[Records drawn from a dataset]
------

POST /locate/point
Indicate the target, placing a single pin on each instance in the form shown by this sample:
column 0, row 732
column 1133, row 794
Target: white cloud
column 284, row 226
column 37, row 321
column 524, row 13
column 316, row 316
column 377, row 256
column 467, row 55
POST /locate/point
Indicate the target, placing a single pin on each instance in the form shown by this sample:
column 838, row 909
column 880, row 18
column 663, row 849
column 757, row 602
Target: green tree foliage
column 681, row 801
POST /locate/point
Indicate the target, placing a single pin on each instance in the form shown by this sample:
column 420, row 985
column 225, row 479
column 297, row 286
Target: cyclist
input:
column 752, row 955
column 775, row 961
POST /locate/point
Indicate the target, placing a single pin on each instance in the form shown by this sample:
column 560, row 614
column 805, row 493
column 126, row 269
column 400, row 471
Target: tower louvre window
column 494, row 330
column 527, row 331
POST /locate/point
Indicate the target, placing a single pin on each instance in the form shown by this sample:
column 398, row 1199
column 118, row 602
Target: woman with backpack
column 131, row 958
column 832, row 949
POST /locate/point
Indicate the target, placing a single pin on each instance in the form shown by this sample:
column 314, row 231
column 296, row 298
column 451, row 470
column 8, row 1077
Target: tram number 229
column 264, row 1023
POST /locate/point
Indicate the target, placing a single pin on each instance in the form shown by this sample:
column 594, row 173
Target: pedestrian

------

* What to do
Please set down all of the records exactly.

* Exercise response
POST /locate/point
Indicate the target, placing a single pin on each instance in the form shown by this sample:
column 0, row 732
column 1133, row 794
Target: white cloud
column 284, row 226
column 37, row 321
column 524, row 13
column 316, row 316
column 377, row 256
column 467, row 55
POST /locate/point
Indicate the target, placing a single pin on each instance in the form shown by this sample:
column 838, row 909
column 880, row 18
column 663, row 849
column 757, row 602
Target: green tree foliage
column 681, row 801
POST /locate/point
Indicate the target, placing a single pin on each instance in the form shown by this sample:
column 420, row 985
column 225, row 479
column 297, row 286
Target: cyclist
input:
column 752, row 955
column 775, row 961
POST /locate/point
Indicate the target, placing a single pin on each instance in the form shown by this sample:
column 560, row 614
column 805, row 493
column 126, row 269
column 400, row 471
Target: tower louvre window
column 494, row 330
column 527, row 331
POST /locate/point
Indicate the target, placing a single pin on each instance in the form shown by this sample:
column 398, row 1199
column 118, row 602
Target: woman with backpack
column 131, row 958
column 832, row 949
POST /locate/point
Indicate the target, placing a single pin on each instance in the form shown by this sample:
column 314, row 231
column 296, row 298
column 451, row 470
column 8, row 1077
Target: tram number 229
column 264, row 1023
POST /locate/point
Indicate the target, placing a single pin on each instance in the form shown by this sample:
column 594, row 173
Target: pedestrian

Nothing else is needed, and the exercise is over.